_TASK STATEMENT_
Give the data below again, word for word.

┌─ ROWS

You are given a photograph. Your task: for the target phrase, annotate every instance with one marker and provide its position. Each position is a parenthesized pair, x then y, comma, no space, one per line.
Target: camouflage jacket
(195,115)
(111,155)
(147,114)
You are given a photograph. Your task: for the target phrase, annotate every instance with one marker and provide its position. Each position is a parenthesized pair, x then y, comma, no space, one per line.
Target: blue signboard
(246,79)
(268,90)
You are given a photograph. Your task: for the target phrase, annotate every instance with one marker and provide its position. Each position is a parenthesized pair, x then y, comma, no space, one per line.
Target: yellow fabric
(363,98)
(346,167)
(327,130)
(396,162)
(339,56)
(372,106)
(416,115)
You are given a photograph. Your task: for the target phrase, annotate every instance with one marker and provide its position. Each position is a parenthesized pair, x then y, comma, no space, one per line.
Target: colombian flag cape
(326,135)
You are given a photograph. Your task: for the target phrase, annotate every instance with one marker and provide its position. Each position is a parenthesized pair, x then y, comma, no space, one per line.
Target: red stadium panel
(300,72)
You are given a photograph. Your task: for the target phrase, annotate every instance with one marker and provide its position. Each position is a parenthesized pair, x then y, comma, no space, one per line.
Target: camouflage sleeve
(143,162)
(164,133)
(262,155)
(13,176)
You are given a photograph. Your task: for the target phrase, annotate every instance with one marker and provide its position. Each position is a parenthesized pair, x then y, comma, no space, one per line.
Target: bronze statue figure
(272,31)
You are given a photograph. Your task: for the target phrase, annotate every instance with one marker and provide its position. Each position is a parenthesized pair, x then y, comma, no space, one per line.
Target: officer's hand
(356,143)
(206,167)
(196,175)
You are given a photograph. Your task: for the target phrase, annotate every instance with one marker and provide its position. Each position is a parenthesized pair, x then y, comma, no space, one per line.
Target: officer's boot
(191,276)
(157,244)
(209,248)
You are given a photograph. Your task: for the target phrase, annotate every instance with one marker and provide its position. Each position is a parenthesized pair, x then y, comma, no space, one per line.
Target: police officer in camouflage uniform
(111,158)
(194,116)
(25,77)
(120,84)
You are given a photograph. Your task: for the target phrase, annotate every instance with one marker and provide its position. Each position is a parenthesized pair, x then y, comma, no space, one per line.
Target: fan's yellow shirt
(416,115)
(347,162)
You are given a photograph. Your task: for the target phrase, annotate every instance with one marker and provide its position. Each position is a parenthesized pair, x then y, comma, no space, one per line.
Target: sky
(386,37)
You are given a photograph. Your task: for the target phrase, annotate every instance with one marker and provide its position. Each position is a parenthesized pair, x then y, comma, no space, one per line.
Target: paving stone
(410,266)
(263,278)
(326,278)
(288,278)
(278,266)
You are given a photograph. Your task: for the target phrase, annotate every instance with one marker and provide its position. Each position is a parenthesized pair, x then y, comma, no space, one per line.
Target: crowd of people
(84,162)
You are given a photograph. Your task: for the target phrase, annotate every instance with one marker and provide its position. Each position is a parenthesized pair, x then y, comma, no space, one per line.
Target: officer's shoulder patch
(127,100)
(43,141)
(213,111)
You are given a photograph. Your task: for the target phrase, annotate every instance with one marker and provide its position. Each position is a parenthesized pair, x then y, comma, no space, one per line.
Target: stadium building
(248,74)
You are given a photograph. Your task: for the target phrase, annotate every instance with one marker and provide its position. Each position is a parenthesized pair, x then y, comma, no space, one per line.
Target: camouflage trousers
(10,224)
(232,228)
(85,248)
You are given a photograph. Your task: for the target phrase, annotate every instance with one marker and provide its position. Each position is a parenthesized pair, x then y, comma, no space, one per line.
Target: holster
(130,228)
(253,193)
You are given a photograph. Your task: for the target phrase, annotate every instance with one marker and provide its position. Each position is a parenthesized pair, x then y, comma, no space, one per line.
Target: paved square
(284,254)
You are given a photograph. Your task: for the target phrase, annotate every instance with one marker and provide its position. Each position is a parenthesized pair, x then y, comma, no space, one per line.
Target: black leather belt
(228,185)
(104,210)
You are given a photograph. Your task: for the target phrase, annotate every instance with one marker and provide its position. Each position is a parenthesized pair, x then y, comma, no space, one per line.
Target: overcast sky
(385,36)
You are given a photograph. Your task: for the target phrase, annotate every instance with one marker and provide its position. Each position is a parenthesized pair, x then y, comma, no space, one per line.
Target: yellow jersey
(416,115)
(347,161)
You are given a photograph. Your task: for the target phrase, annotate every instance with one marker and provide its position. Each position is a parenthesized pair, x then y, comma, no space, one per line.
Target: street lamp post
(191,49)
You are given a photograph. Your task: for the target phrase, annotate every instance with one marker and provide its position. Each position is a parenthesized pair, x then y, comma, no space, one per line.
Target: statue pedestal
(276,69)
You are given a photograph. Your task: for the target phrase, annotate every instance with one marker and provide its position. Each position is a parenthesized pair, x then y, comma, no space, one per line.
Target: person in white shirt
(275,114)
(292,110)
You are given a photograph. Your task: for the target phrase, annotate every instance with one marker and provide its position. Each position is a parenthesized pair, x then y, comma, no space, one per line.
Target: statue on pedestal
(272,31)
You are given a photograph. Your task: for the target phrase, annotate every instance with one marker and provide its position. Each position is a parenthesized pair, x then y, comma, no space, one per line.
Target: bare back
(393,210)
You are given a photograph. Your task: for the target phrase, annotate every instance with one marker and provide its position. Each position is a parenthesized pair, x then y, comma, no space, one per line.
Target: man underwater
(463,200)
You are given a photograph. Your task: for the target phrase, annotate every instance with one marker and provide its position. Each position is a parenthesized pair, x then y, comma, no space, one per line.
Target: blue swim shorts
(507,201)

└─

_OUTPUT OF THE TASK_
You are given a photograph. Your task: for the target phrase, annotate every instance with one marker and provide its position. Each position is a parenthesized pair, x then y, comma, no space, one per line.
Target: camouflage jacket
(195,115)
(111,155)
(147,114)
You are given a photograph. Your task: for the target phrase, annotate every instance with one marker and provide its position. Each position is a parenthesized pair, x then y, comma, no space, one per line.
Target: blue signboard
(246,79)
(268,90)
You are given a photograph. Your task: for the target phrase, annotate every instance with one marker and provide its position. Each position is a parenthesized pair, x then y, comma, no space, one per line.
Target: yellow fabric
(363,98)
(346,167)
(327,130)
(396,162)
(339,56)
(372,106)
(416,115)
You are given a photograph. Your task: for the target phrase, annotate every instance with one marker and provide its position. Each position is a parenthesized pair, x then y, comma, no space, one per line.
Target: colombian flag cape
(326,135)
You are given a photograph. Your task: for the target phrase, annotate every instance with one marker and provide its position. Each position is a parenthesized pair, x then y, comma, no space, one per line.
Target: red stadium panel
(300,72)
You are given a photograph. Your task: for the target phrase, annotate every instance with one marker and provide its position. Each position is a parenthesized pair, x then y, comma, no space, one per line.
Target: camouflage sleeve
(143,162)
(164,133)
(262,155)
(13,176)
You are given a photograph. Your task: for the target phrase, annotate every instance with one marker and provide its position. Each position is a parenthesized pair, x then y, comma, no space, one per line.
Target: bronze statue figure
(272,31)
You are given a photograph. Your task: for the target phrase, annotate every instance with one marker and provide its position. Each position is a parenthesized pair, x then y, comma, no space, one per line.
Target: officer's hand
(356,143)
(206,167)
(196,175)
You are given a photograph. Your task: for the target phrase, annotate every instance with one marker and provide its position. Each position is a parenthesized pair, x then y, comma, no space, one per line.
Target: officer's boot
(191,276)
(157,244)
(209,248)
You are given a photograph. Your task: for the target phrase, annotate every instance with one marker and provide its position. Each position is a parenthesized pair, x then y, comma, no space, one per line.
Target: police officer in camouflage uniform
(111,158)
(194,116)
(25,77)
(120,84)
You are given a photograph. Your task: for the target phrase, annotate every instance with one marker and provide its position. Each position is a parenthesized pair, x then y, comma, no space, one per line.
Target: fan's yellow shirt
(416,115)
(347,162)
You are given a photograph. Your task: for the target phrase, annotate every instance with one marker and provide its position. Each position is a parenthesized pair, x then y, comma, no space, one per line.
Target: sky
(386,37)
You are given a photograph. Your task: for the target phrase, annotate every instance with one marker and provide its position. Each position is a parenthesized pair, x then y, comma, no space, one per line.
Target: paving stone
(410,266)
(263,278)
(326,278)
(288,278)
(278,266)
You are given a photograph. Your task: for the target phrase, annotate every instance with one marker and provide its position. Each position is a parenthesized pair, x then y, comma, no space, one per line.
Target: crowd of people
(84,162)
You are given a photograph. Your task: for the target phrase, annotate every instance with one marker and provide its position. Each position is a parenthesized pair, x then y, comma, no space, one per line.
Target: officer's shoulder patch
(127,100)
(43,141)
(213,111)
You are given a photograph. Your task: for the target phrase, annotate every instance with one marker and provide its position. Each position is a parenthesized pair, x then y, comma, no space, one per line.
Target: stadium building
(248,74)
You are given a photograph. Your task: for the target phrase, annotate every instance with one marker and provide its position. Each position is a parenthesized pair, x then y, comma, no space, one per line.
Target: camouflage trousers
(10,224)
(232,228)
(85,248)
You are given a photograph. Your task: for the target phrase, annotate every instance with one marker and provide its position. Each position is a parenthesized pair, x then y, comma, no space, one per line.
Target: holster
(130,228)
(253,193)
You are given a photograph. Your task: for the target phrase, annotate every instance with one marker and provide its position. Each position is a parenthesized pair, x then y, comma, no space, one per line.
Target: paved square
(284,254)
You are given a photograph. Your task: for the target phrase, annotate every instance with one marker and provide its position. Each position is a parenthesized pair, x then y, comma, no space, one per line.
Target: black leather belt
(228,185)
(104,210)
You are given a photograph. Your task: for the target phrase, annotate every instance with one marker and provide its position. Each position is a parenthesized pair, x then y, comma, no space, one per line.
Target: overcast sky
(385,36)
You are given a photograph. Your task: for the target phrase, annotate every instance with one marker and provide its position. Each position is a parenthesized pair, x then y, comma, no space, one per line.
Target: yellow jersey
(416,115)
(347,161)
You are given a photograph. Your task: for the target phrase, annotate every instance with one marker and provide its position. Each position is a parenthesized pair, x then y, comma, no space, one per line.
Target: street lamp post
(191,49)
You are given a photograph. Your task: for the target phrase, annotate every instance with one marker and provide its position. Each position is a parenthesized pair, x then y, comma, no space, one per line.
Target: statue pedestal
(276,69)
You are given a photograph. Your task: for the target phrase, annotate every instance with one marker and provide its position. Each position is a parenthesized pair, x then y, comma, no space, one per line.
Target: person in white shirt
(275,114)
(292,110)
You are given a photograph. Your task: for the target phrase, annotate every instance with one marker and provide its position. Each position is a parenthesized pair, x then y, comma, no space, one per line.
Target: statue on pedestal
(272,31)
You are given a photograph. Your task: for the target phrase, annotate every instance with one marker and provide its position. Each position is a parenthesized pair, x then y, comma, no space, one per line.
Target: bare back
(393,210)
You are given a photograph. Your task: for the target phrase, annotate every instance with one marker and provide its position. Each position is a parenthesized pair, x then y, comma, no space, one per line.
Target: man underwater
(463,200)
You are given a photograph. Your task: for the target phrase, annotate every instance with one marker and provide its position. Each position is a parenthesized pair, x then y, comma, no space, one per line.
Target: blue swim shorts
(507,201)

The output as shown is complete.